• _Task brief_: Once the data has been read, restate all of it exactly.

*** Opening of Exercise input ***

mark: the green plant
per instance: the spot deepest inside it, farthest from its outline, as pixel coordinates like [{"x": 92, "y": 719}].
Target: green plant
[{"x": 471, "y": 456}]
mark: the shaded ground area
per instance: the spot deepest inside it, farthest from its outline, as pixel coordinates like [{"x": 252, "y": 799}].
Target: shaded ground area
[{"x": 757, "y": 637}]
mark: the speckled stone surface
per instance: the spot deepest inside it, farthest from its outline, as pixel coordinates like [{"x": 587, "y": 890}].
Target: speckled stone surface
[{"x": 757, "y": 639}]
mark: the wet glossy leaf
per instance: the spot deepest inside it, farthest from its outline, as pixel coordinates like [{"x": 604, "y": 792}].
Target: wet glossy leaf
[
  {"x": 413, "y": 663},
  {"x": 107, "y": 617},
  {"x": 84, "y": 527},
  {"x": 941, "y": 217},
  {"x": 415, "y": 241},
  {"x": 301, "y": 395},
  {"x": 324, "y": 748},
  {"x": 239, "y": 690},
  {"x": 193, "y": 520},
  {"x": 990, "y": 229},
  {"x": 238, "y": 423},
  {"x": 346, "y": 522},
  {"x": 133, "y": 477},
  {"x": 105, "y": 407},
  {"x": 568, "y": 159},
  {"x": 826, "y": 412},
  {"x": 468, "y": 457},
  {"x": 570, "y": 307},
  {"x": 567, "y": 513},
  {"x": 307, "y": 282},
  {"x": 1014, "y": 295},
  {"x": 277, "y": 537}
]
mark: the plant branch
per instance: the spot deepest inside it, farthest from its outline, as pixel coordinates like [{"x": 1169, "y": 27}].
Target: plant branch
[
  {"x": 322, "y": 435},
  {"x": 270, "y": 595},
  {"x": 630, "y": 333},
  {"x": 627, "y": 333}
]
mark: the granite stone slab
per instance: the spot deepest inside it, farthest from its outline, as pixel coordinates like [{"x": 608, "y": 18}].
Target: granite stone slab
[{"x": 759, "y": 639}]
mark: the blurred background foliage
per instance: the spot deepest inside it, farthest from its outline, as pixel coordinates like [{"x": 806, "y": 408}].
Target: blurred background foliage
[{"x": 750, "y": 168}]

*** Close of Exercise input ***

• _Answer box_:
mark: the green plant
per instance: the spot deepest inside it, farthest from its outline, as pixel coordinates like [{"x": 92, "y": 719}].
Target: green plant
[{"x": 471, "y": 456}]
mark: the shaded ground area
per instance: the spot deepest inside it, farthest from its outline, as pixel coordinates like [{"x": 252, "y": 799}].
Target: shaded ground area
[{"x": 757, "y": 637}]
mark: the speckled stone surface
per instance: the spot deepest inside it, farthest from its outline, as pixel coordinates like [{"x": 587, "y": 890}].
Target: speckled stone surface
[{"x": 757, "y": 639}]
mark: the wet glossy leaf
per instance: the spot deepest inside it, farthest from its outline, as pixel coordinates like [{"x": 604, "y": 792}].
Target: wet glossy leaf
[
  {"x": 413, "y": 663},
  {"x": 107, "y": 617},
  {"x": 84, "y": 527},
  {"x": 941, "y": 217},
  {"x": 415, "y": 241},
  {"x": 301, "y": 395},
  {"x": 324, "y": 748},
  {"x": 239, "y": 690},
  {"x": 193, "y": 520},
  {"x": 990, "y": 229},
  {"x": 238, "y": 423},
  {"x": 346, "y": 522},
  {"x": 133, "y": 477},
  {"x": 105, "y": 407},
  {"x": 568, "y": 159},
  {"x": 826, "y": 412},
  {"x": 468, "y": 457},
  {"x": 570, "y": 307},
  {"x": 567, "y": 513},
  {"x": 307, "y": 282},
  {"x": 1014, "y": 295},
  {"x": 277, "y": 537}
]
mark: the plant branch
per instance: the spot deepest inside it, farthest from its outline, as pixel coordinates like [{"x": 1169, "y": 27}].
Target: plant branch
[
  {"x": 322, "y": 435},
  {"x": 270, "y": 595},
  {"x": 630, "y": 333},
  {"x": 627, "y": 333}
]
mark: the granite stone slab
per instance: the spot deepest inside it, farthest from its outline, as pixel coordinates like [{"x": 608, "y": 18}].
Target: granite stone slab
[{"x": 759, "y": 639}]
mark: the blurred background foliage
per instance: the spot deepest inside it, farthest from its outline, as pixel coordinates like [{"x": 806, "y": 408}].
Target: blurred background foliage
[{"x": 750, "y": 168}]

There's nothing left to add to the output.